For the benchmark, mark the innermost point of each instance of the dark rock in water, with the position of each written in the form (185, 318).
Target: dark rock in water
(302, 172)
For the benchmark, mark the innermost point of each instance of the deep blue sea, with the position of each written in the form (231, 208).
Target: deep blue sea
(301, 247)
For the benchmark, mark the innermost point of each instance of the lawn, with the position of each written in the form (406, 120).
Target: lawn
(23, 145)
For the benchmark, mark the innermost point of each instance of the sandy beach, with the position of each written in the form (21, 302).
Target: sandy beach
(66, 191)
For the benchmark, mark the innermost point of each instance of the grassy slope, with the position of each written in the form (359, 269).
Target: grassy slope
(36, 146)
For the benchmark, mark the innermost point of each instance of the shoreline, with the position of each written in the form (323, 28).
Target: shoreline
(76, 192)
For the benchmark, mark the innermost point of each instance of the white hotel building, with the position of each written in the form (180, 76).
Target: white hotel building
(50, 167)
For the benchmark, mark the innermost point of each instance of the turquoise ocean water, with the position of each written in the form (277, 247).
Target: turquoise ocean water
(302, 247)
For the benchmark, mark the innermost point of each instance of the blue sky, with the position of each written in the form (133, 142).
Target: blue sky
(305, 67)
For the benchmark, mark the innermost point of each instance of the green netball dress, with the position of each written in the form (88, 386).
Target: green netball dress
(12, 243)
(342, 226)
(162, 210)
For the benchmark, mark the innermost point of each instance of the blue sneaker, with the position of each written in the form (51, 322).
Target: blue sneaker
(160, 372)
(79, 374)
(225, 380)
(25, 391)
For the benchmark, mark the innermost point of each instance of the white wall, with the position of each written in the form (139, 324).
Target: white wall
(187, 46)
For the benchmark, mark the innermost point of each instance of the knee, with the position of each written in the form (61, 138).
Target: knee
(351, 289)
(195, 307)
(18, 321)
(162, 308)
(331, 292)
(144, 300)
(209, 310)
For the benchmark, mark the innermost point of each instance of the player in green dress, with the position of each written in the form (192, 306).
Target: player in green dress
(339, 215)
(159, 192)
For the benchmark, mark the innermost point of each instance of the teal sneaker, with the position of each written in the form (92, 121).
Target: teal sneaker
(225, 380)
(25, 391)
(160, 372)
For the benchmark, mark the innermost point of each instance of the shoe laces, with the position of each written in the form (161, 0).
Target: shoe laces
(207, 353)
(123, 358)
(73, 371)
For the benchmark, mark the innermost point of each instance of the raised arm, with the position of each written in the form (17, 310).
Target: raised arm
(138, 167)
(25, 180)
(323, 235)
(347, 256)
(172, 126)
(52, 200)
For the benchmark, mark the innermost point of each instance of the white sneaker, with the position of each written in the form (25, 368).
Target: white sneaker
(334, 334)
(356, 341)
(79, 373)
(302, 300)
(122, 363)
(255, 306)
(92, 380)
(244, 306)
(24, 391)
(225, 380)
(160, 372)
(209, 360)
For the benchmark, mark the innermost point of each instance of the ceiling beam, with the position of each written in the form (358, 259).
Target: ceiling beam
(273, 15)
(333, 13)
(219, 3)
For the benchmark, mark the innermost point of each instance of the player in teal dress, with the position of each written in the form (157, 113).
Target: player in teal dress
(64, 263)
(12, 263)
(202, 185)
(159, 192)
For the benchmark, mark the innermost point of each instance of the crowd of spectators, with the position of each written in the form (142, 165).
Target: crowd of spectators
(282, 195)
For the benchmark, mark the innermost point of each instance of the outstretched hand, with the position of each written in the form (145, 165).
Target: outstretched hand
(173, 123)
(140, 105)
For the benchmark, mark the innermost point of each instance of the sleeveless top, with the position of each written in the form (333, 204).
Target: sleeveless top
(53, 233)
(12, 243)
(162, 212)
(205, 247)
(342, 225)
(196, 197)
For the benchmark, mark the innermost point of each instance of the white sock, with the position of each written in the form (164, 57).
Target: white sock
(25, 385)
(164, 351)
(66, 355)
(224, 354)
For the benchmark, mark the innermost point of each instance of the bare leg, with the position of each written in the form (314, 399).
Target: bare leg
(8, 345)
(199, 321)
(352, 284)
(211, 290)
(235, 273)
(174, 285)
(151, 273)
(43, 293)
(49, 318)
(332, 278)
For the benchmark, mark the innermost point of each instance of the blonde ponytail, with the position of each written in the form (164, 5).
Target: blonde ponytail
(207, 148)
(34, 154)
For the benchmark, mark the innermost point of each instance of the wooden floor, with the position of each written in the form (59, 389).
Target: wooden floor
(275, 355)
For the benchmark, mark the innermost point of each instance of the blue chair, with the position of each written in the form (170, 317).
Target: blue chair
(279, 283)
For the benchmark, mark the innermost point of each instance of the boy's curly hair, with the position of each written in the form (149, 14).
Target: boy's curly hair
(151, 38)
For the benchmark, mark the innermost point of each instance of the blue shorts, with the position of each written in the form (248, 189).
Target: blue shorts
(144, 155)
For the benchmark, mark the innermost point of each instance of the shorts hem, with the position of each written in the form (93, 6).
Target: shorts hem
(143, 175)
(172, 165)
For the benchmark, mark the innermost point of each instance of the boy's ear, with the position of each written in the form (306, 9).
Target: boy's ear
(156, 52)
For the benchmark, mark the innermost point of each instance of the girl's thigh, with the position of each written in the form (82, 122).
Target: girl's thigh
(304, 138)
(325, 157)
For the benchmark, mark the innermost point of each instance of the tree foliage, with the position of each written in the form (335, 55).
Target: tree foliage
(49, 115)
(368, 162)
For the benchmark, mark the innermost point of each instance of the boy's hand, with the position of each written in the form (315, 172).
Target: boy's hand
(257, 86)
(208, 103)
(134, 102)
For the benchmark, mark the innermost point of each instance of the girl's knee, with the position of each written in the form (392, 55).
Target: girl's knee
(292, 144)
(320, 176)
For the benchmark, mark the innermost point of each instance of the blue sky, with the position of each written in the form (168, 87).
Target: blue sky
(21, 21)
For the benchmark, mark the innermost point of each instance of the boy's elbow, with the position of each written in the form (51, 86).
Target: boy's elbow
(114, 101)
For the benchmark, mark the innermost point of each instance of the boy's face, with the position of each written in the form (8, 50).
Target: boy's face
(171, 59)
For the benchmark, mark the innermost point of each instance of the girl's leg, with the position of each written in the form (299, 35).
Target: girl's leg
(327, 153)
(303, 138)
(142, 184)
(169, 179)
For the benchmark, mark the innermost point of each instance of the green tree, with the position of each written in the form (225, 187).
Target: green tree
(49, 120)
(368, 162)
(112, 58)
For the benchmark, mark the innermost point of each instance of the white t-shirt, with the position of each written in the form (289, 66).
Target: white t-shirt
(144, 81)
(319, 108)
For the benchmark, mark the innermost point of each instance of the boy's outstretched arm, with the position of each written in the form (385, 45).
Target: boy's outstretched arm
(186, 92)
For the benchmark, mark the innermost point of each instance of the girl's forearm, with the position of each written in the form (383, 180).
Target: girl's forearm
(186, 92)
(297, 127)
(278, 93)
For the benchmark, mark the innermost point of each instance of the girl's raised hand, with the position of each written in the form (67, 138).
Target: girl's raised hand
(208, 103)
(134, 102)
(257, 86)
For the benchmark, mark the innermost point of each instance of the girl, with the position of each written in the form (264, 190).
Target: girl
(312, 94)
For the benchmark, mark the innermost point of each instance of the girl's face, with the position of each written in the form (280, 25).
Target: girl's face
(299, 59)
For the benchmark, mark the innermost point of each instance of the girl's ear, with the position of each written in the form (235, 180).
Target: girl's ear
------------
> **WHAT THE TASK ASKS**
Every line above should be printed again exactly as it stands.

> **SOLVED EXERCISE**
For the benchmark, mark the innermost point of each instance of the dark rock in water, with the position of each written in the form (185, 318).
Target: dark rock in water
(302, 172)
For the benchmark, mark the innermost point of each instance of the deep blue sea, with the position of each written in the form (231, 208).
Target: deep blue sea
(301, 247)
For the benchmark, mark the innermost point of each instance of the lawn, with the position of each written in the form (406, 120).
Target: lawn
(23, 145)
For the benchmark, mark the innermost point of each instance of the sandy beach, with the position of each written in the form (21, 302).
Target: sandy beach
(66, 191)
For the benchmark, mark the innermost point of each instance of the grassy slope, with the position of each written in the form (359, 269).
Target: grassy slope
(36, 146)
For the benchmark, mark the innermost point of each instance of the shoreline, with the position of each written in the form (323, 28).
Target: shoreline
(76, 192)
For the benchmark, mark the innermost point of each instance of the white hotel building, with the position of each written in the form (180, 76).
Target: white hotel building
(50, 167)
For the benchmark, mark the innermost point of each instance of the turquoise ocean water, with the position of each written in the form (277, 247).
Target: turquoise ocean water
(302, 247)
For the benchmark, mark the innermost point of each instance of the blue sky, with the position of each written in the form (133, 142).
Target: blue sky
(305, 67)
For the benchmark, mark the innermost point of each instance of the green netball dress, with the position of each written in the form (88, 386).
Target: green netball dress
(12, 243)
(342, 226)
(162, 210)
For the benchmark, mark the innermost point of each instance of the blue sneaker, with the position of each written in the form (51, 322).
Target: blue sneaker
(160, 372)
(79, 374)
(225, 380)
(25, 391)
For the benchmark, mark the innermost point of each instance of the white wall, with the position of each written in the form (139, 324).
Target: white wall
(187, 46)
For the benchmark, mark the innermost point of each instance of the knee, with the position of each written in the form (61, 138).
Target: knee
(351, 289)
(195, 307)
(18, 321)
(162, 308)
(331, 292)
(144, 300)
(209, 310)
For the benchmark, mark the innermost point of each instance of the player in green dress, with the position of each written in the form (192, 306).
Target: player in green dress
(339, 215)
(159, 192)
For the benchmark, mark the innermost point of each instance of the teal sneaker, with the position of each written in the form (92, 121).
Target: teal sneaker
(225, 380)
(25, 391)
(160, 372)
For the benchmark, mark the innermost point of each instance of the shoe laces, with the position of each written in the form (161, 0).
Target: shoe laces
(207, 353)
(123, 358)
(73, 371)
For the benchmark, mark the innermost point of each instance of the raised arm, with the position of each written in the form (17, 310).
Target: raised arm
(138, 167)
(25, 180)
(323, 235)
(347, 256)
(172, 126)
(52, 200)
For the benchmark, mark the innermost point of each instance of the white sneaker, with the position of each written in the form (25, 368).
Target: white sneaker
(334, 334)
(356, 341)
(79, 373)
(302, 300)
(122, 363)
(255, 306)
(92, 380)
(244, 306)
(24, 391)
(225, 380)
(160, 372)
(209, 360)
For the benchmark, mark the innermost point of each instance of the ceiling beam, with the position of each written in the form (358, 259).
Target: ceiling beam
(273, 15)
(333, 13)
(219, 3)
For the benchmark, mark the innermost point of each instance of the player in teal dress, with the position of each written in the form (157, 113).
Target: player in teal dress
(64, 263)
(12, 263)
(202, 185)
(159, 192)
For the benchmark, mark the innermost point of each instance of the crowd of spectators, with the position of each written in the form (142, 165).
Target: crowd of spectators
(282, 195)
For the benchmark, mark the innermost point of each instance of the outstretched hand, with the position of each written in the form (145, 165).
Target: outstretched hand
(173, 123)
(140, 105)
For the benchmark, mark the innermost point of each instance of the sleeveless top, with the position of each written in the form (333, 204).
Target: sleeveless top
(53, 233)
(12, 243)
(162, 212)
(205, 247)
(342, 225)
(196, 197)
For the benchmark, mark the innermost point of each instance of the white sock, with the position of each written in the form (164, 57).
Target: white sock
(25, 385)
(164, 351)
(66, 355)
(224, 354)
For the benchmark, mark the innermost point of each instance of the bare leg, with the position of each written in the form (314, 399).
Target: bare leg
(8, 345)
(199, 321)
(352, 284)
(211, 290)
(235, 273)
(174, 285)
(151, 273)
(43, 293)
(49, 318)
(332, 278)
For the benchmark, mark the innermost point of each instance of the blonde ponytail, with the position of each written in the form (164, 5).
Target: blonde ponytail
(207, 148)
(34, 154)
For the benchmark, mark the innermost point of each instance of the wooden floor, with the position of each written in the form (59, 389).
Target: wooden floor
(275, 355)
For the benchmark, mark the innermost point of each instance of the blue chair, with the position of each written in the form (170, 317).
Target: blue chair
(279, 283)
For the benchmark, mark the innermost point of each instance of the boy's curly hair, with the position of each written in the form (149, 14).
Target: boy's curly hair
(151, 38)
For the benchmark, mark the innermost point of each instance of the blue shorts, with the position of each written in the form (248, 189).
Target: blue shorts
(144, 155)
For the benchmark, mark the innermost point of each instance of the shorts hem, with the position of each written in the form (93, 6).
Target: shorts hem
(143, 175)
(172, 165)
For the benchmark, mark the innermost point of each instance of the boy's ear, with the position of each written in the form (306, 9).
Target: boy's ear
(156, 52)
For the benchmark, mark the innermost point of each instance of the girl's thigh, with the position of each written in the form (82, 122).
Target: girl's thigh
(304, 138)
(325, 157)
For the benchmark, mark the innermost point of each instance of the tree foliage, with the position of each written in the form (335, 55).
Target: tree foliage
(49, 115)
(368, 162)
For the benchmark, mark the innermost point of each instance of the boy's hand, with the position of each written in the form (315, 172).
Target: boy's hand
(257, 86)
(208, 103)
(134, 102)
For the benchmark, mark the innermost point of each instance of the girl's knee, with the position of each written in the form (392, 55).
Target: girl's knee
(292, 144)
(320, 176)
For the benchmark, mark the innermost point of each instance of the blue sky, with the position of each written in the form (168, 87).
Target: blue sky
(21, 21)
For the benchmark, mark the innermost point of each instance of the boy's elbow, with the position of each written in the form (51, 86).
Target: boy's elbow
(114, 101)
For the benchmark, mark the innermost point of each instance of the boy's face, with the position of each written in the form (8, 50).
Target: boy's face
(171, 59)
For the benchmark, mark the innermost point of each instance of the girl's leg, with the position of each written in the form (299, 35).
Target: girl's leg
(327, 153)
(303, 138)
(142, 184)
(169, 179)
For the benchmark, mark the innermost point of each instance of the green tree, with the position of each written in the form (225, 187).
Target: green tree
(49, 120)
(368, 162)
(112, 58)
For the benchmark, mark the innermost point of each instance of the white t-shirt, with the position of each written in the form (289, 66).
Target: white t-shirt
(144, 81)
(319, 108)
For the benchmark, mark the innermost point of each instance of the boy's outstretched arm, with the position of each written in the form (385, 45).
Target: boy's outstretched arm
(186, 92)
For the benchmark, mark the innermost point of each instance of the girl's forearm, with the position of each written in the form (383, 180).
Target: girl's forearm
(186, 92)
(297, 127)
(278, 93)
For the benchmark, mark the innermost point of each instance of the girl's raised hand, with the position of each written in the form (67, 138).
Target: girl's raised hand
(208, 103)
(134, 102)
(257, 86)
For the benchmark, mark the innermost point of each instance of the girl, with the position of each written in the form (264, 190).
Target: girl
(312, 94)
For the benchmark, mark the innermost point of each instance of the girl's face, with the position of each written in the form (280, 25).
Target: girl's face
(299, 59)
For the benchmark, mark the innermost point of each instance of the girl's ear, with the position of each written in the form (235, 180).
Target: girl's ear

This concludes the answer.